→ **DO THIS**
According to the text about Comic Book Men, which comic book shop does the show center on?

→ **TEXT PROVIDED**
☆ ☆ ☆

Follow TV Tropes


Series / Comic Book Men

Go To
Main Cast L-R: Ming Chen, Bryan Johnson, host Kevin Smith, Mike Zapcic and Walt Flanagan

Comic Book Men is a Reality TV show on AMC about Kevin Smith's comic book shop, Jay and Silent Bob's Secret Stash. The show uses a combination of following the cast around with the going-ons in the store, and podcast style commentary about the going-ons with the cast, and host Kevin Smith. The shop itself is named after Jay and Silent Bob, two recurring characters in Smith's films set in The View Askewniverse.

The show's main cast consist of Secret Stash manager and Kevin Smith's childhood friend, Walt Flanagan, his store assistant, Mike Zapcic, third employee, Ming Chen, and Kevin Smith's other childhood friend, Bryan Johnson.

The series premiered on February 12, 2012, with its first season of six hour-long episodes. With season two, the show shifted to half-hour episodes. The show ended after its seventh season finished airing in April 2018.

☆ ☆ ☆

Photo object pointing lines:

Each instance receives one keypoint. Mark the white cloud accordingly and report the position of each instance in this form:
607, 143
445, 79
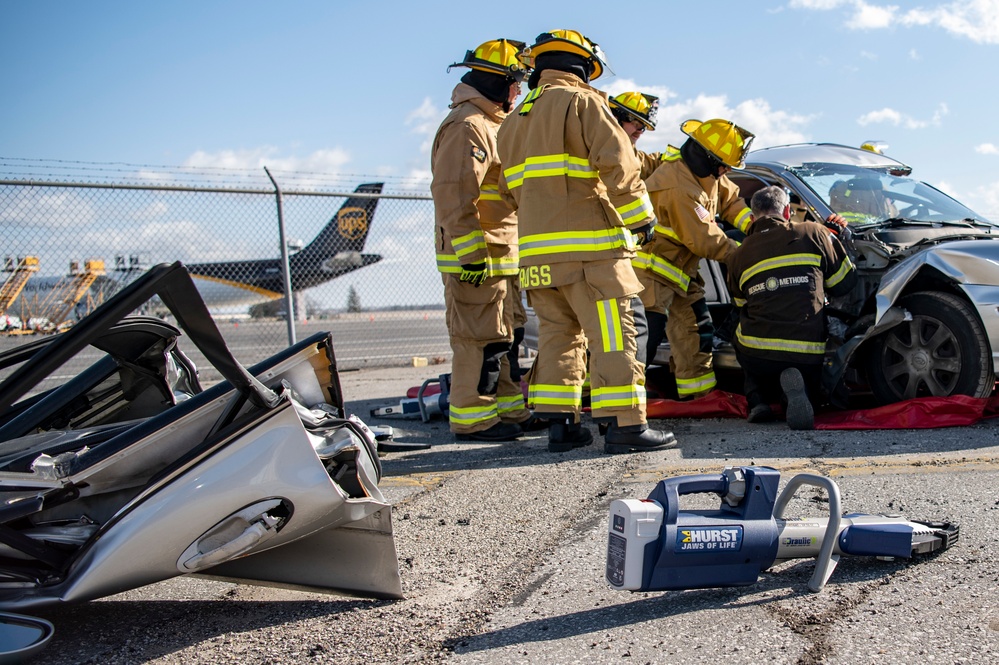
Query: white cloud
329, 160
175, 239
976, 20
897, 118
821, 5
989, 194
424, 120
51, 208
771, 126
871, 17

☆ ☆ ☆

→ **RESULT BELOW**
Jay and Silent Bob's Secret Stash, Kevin Smith's comic book shop.